- **Brief**
What do the lines from the one containing "Put a point on every instance of the boy" through the end of the entries say? Quote them exactly, and only them.

- **Stored rows**
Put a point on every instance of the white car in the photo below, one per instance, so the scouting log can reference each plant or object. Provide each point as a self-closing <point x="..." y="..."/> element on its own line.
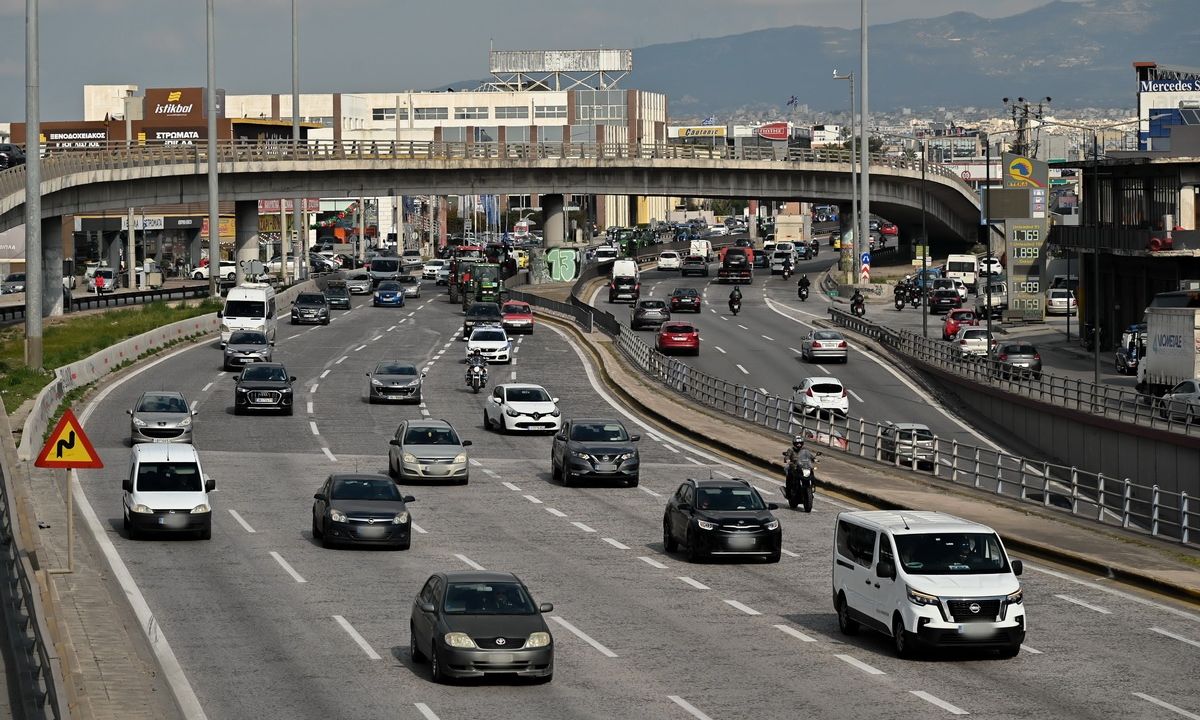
<point x="823" y="395"/>
<point x="492" y="343"/>
<point x="430" y="269"/>
<point x="519" y="406"/>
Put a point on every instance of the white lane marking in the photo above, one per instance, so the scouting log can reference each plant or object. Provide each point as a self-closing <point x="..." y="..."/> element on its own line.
<point x="469" y="562"/>
<point x="358" y="639"/>
<point x="287" y="568"/>
<point x="1121" y="594"/>
<point x="940" y="702"/>
<point x="859" y="665"/>
<point x="1161" y="631"/>
<point x="1167" y="706"/>
<point x="241" y="521"/>
<point x="795" y="633"/>
<point x="691" y="709"/>
<point x="742" y="606"/>
<point x="424" y="709"/>
<point x="1081" y="604"/>
<point x="583" y="636"/>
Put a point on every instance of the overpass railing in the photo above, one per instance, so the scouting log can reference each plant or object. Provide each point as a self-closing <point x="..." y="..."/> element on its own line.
<point x="1105" y="401"/>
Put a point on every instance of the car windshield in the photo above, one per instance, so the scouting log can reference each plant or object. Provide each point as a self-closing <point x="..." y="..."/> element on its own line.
<point x="162" y="403"/>
<point x="244" y="309"/>
<point x="487" y="598"/>
<point x="365" y="489"/>
<point x="527" y="395"/>
<point x="168" y="477"/>
<point x="727" y="498"/>
<point x="264" y="372"/>
<point x="951" y="553"/>
<point x="430" y="436"/>
<point x="246" y="337"/>
<point x="599" y="432"/>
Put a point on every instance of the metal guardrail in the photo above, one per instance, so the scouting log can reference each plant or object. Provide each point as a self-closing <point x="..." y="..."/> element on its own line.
<point x="1105" y="401"/>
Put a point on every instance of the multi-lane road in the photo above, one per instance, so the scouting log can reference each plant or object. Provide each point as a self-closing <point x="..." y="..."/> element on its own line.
<point x="264" y="623"/>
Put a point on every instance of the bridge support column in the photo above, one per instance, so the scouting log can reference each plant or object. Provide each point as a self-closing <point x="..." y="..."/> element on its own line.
<point x="52" y="265"/>
<point x="246" y="244"/>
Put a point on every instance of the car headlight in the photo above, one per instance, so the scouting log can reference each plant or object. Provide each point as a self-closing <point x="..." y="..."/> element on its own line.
<point x="459" y="640"/>
<point x="918" y="598"/>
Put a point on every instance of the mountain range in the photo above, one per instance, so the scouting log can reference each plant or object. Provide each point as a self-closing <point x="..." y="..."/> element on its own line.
<point x="1079" y="53"/>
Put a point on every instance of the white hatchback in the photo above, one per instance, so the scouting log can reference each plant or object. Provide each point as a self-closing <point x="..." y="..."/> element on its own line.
<point x="816" y="396"/>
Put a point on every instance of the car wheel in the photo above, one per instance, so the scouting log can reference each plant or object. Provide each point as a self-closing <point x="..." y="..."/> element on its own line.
<point x="845" y="623"/>
<point x="414" y="652"/>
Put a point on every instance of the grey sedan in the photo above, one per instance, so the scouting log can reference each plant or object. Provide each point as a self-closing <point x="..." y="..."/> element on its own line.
<point x="161" y="417"/>
<point x="395" y="381"/>
<point x="246" y="347"/>
<point x="825" y="345"/>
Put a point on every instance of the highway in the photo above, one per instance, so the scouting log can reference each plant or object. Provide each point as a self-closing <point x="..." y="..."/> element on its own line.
<point x="264" y="623"/>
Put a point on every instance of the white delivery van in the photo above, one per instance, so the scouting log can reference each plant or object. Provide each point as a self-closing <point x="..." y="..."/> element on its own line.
<point x="249" y="306"/>
<point x="927" y="580"/>
<point x="167" y="491"/>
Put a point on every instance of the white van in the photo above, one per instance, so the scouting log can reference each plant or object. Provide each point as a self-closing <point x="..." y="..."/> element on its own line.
<point x="927" y="580"/>
<point x="167" y="491"/>
<point x="249" y="306"/>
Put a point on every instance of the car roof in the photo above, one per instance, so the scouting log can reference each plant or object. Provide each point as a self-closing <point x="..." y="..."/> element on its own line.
<point x="903" y="522"/>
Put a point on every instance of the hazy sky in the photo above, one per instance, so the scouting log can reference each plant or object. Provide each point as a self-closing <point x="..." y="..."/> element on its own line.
<point x="373" y="45"/>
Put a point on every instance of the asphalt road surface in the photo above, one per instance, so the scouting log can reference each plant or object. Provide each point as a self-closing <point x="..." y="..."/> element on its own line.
<point x="265" y="623"/>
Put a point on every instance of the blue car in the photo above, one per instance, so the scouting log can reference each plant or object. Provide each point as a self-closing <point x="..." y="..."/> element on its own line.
<point x="389" y="293"/>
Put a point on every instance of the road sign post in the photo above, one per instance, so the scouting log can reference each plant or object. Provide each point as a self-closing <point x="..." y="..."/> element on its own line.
<point x="66" y="449"/>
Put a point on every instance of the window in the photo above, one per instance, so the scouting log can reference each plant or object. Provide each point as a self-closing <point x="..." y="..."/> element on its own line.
<point x="511" y="113"/>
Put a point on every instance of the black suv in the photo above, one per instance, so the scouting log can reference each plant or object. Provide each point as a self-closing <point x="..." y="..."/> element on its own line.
<point x="11" y="155"/>
<point x="310" y="307"/>
<point x="481" y="315"/>
<point x="721" y="517"/>
<point x="263" y="387"/>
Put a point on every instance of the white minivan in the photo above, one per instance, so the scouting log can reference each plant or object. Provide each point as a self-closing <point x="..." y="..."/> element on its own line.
<point x="927" y="580"/>
<point x="167" y="491"/>
<point x="249" y="306"/>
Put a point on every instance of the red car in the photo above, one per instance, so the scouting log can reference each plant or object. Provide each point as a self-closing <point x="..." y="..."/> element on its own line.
<point x="957" y="319"/>
<point x="517" y="317"/>
<point x="678" y="336"/>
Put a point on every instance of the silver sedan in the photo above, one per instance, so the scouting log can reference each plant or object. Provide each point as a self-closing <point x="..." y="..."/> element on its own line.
<point x="825" y="345"/>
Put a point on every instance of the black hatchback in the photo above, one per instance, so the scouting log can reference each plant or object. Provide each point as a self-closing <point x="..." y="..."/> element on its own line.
<point x="721" y="517"/>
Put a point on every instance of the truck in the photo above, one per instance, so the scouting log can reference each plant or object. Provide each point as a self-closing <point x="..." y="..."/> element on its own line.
<point x="1173" y="349"/>
<point x="737" y="265"/>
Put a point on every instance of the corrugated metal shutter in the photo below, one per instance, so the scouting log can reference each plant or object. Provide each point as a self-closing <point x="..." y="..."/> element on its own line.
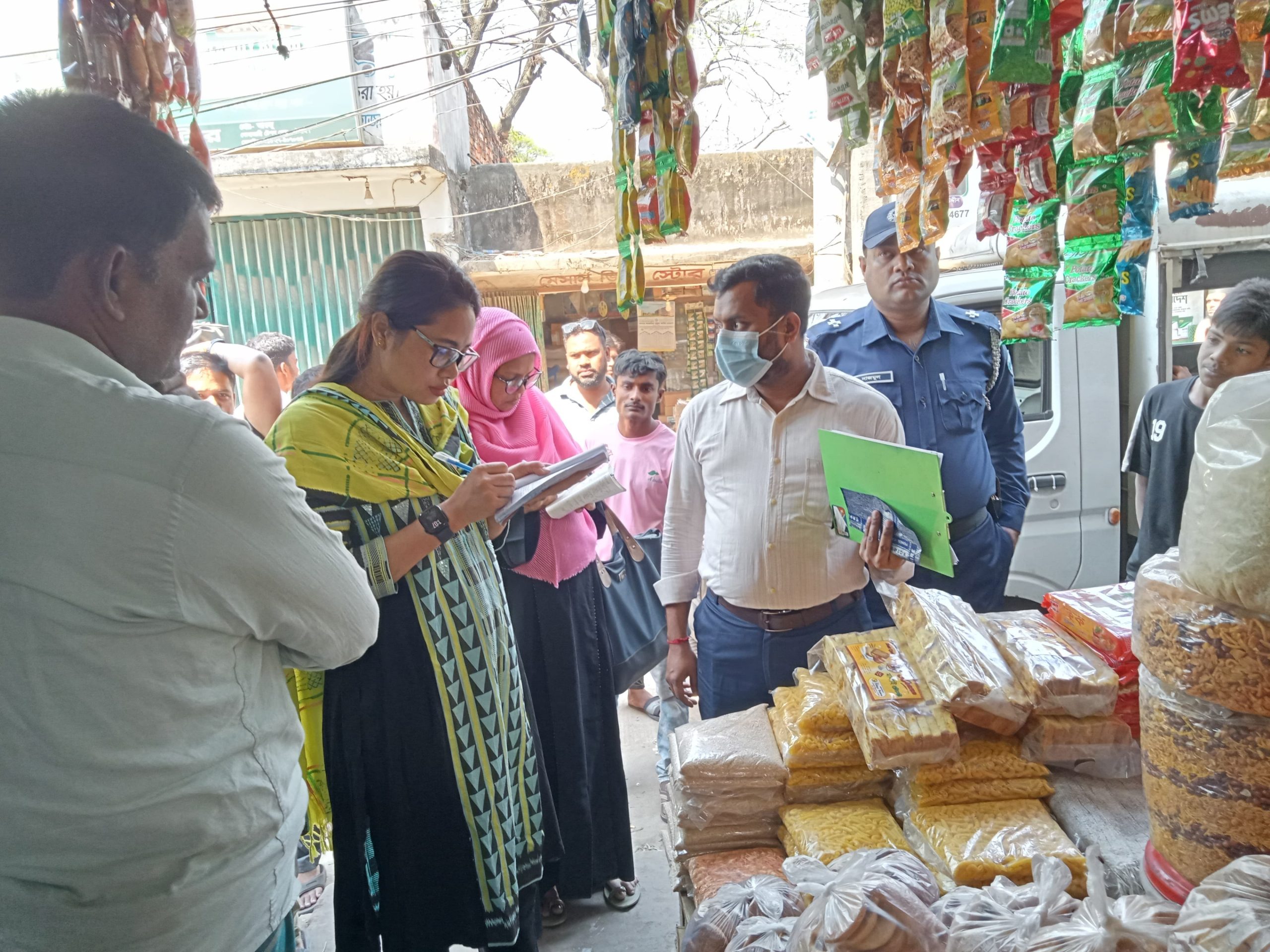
<point x="302" y="275"/>
<point x="527" y="307"/>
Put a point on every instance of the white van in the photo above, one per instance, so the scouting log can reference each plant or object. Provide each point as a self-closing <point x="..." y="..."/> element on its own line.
<point x="1069" y="394"/>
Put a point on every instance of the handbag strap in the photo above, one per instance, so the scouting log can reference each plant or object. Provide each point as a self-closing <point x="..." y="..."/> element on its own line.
<point x="619" y="529"/>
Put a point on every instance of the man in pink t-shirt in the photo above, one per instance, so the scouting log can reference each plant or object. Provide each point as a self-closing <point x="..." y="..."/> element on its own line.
<point x="642" y="452"/>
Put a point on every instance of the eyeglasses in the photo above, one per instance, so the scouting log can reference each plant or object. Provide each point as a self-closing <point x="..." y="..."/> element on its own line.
<point x="574" y="327"/>
<point x="445" y="356"/>
<point x="515" y="384"/>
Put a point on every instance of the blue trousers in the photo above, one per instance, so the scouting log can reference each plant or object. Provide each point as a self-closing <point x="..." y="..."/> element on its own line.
<point x="740" y="664"/>
<point x="980" y="577"/>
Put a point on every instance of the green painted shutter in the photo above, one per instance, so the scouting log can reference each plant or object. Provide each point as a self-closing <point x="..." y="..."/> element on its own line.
<point x="302" y="275"/>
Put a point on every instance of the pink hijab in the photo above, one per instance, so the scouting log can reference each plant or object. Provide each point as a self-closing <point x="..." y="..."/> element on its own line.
<point x="530" y="431"/>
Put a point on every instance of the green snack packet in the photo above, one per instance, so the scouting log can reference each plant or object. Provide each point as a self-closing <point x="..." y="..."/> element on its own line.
<point x="1021" y="46"/>
<point x="1095" y="203"/>
<point x="1028" y="305"/>
<point x="1033" y="237"/>
<point x="1090" y="282"/>
<point x="1094" y="132"/>
<point x="902" y="21"/>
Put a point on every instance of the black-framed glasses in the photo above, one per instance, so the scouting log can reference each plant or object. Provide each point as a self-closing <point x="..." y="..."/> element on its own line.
<point x="515" y="384"/>
<point x="444" y="357"/>
<point x="574" y="327"/>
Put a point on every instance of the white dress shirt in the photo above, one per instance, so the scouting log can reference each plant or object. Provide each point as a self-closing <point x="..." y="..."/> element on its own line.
<point x="749" y="508"/>
<point x="158" y="570"/>
<point x="578" y="416"/>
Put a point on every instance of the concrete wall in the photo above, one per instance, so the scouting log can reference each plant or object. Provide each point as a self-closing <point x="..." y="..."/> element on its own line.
<point x="737" y="197"/>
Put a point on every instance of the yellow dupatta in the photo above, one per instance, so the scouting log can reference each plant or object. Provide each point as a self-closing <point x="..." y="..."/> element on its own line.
<point x="333" y="441"/>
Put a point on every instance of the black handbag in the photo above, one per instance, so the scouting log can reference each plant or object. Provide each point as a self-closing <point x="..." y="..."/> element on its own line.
<point x="636" y="621"/>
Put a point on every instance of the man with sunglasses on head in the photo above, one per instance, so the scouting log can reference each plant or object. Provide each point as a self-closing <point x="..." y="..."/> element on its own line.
<point x="587" y="397"/>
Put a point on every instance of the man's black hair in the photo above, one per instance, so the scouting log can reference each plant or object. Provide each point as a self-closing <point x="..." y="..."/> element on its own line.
<point x="80" y="173"/>
<point x="275" y="346"/>
<point x="780" y="285"/>
<point x="599" y="330"/>
<point x="1246" y="309"/>
<point x="203" y="361"/>
<point x="636" y="363"/>
<point x="305" y="380"/>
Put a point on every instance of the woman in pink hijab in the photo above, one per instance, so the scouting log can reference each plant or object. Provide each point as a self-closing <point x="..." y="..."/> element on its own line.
<point x="558" y="615"/>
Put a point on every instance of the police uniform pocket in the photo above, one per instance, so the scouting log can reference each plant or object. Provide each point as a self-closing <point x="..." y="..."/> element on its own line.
<point x="962" y="407"/>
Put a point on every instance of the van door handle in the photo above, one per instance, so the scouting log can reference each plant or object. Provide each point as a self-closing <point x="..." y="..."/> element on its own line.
<point x="1047" y="481"/>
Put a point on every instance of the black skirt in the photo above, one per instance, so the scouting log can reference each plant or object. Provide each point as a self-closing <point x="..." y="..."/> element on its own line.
<point x="562" y="638"/>
<point x="408" y="874"/>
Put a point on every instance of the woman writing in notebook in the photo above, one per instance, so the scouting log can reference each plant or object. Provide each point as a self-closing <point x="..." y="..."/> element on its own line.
<point x="554" y="595"/>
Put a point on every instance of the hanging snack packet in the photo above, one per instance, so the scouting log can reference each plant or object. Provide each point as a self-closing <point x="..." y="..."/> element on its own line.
<point x="1094" y="134"/>
<point x="1095" y="202"/>
<point x="1037" y="171"/>
<point x="996" y="189"/>
<point x="1090" y="282"/>
<point x="1098" y="46"/>
<point x="1033" y="237"/>
<point x="1131" y="276"/>
<point x="1021" y="45"/>
<point x="813" y="39"/>
<point x="1192" y="184"/>
<point x="951" y="103"/>
<point x="987" y="106"/>
<point x="908" y="219"/>
<point x="1151" y="22"/>
<point x="1244" y="155"/>
<point x="1142" y="111"/>
<point x="948" y="21"/>
<point x="1207" y="48"/>
<point x="1026" y="305"/>
<point x="1140" y="197"/>
<point x="935" y="209"/>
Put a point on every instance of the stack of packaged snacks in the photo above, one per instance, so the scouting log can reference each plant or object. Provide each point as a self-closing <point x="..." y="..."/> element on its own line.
<point x="958" y="658"/>
<point x="897" y="717"/>
<point x="971" y="844"/>
<point x="988" y="769"/>
<point x="827" y="831"/>
<point x="1206" y="770"/>
<point x="728" y="782"/>
<point x="818" y="744"/>
<point x="1062" y="674"/>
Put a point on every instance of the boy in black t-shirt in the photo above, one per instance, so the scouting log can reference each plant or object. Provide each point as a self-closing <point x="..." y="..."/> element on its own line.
<point x="1164" y="436"/>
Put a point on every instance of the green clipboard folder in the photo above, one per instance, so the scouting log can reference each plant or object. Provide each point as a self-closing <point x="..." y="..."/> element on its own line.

- **Answer below**
Put a point on every instance of the boy in black t-shirt in the photo above, one per instance, so the scouting log can reference each plant or object. Provide each point as a self-closing <point x="..." y="..."/> element on its own line.
<point x="1164" y="436"/>
Put a point on every instance of the green clipboard folder in the photo above, one per instance, so the scouting log can reference each plant or object. Provide each point as a self-closing <point x="..." y="..."/> element on its own line.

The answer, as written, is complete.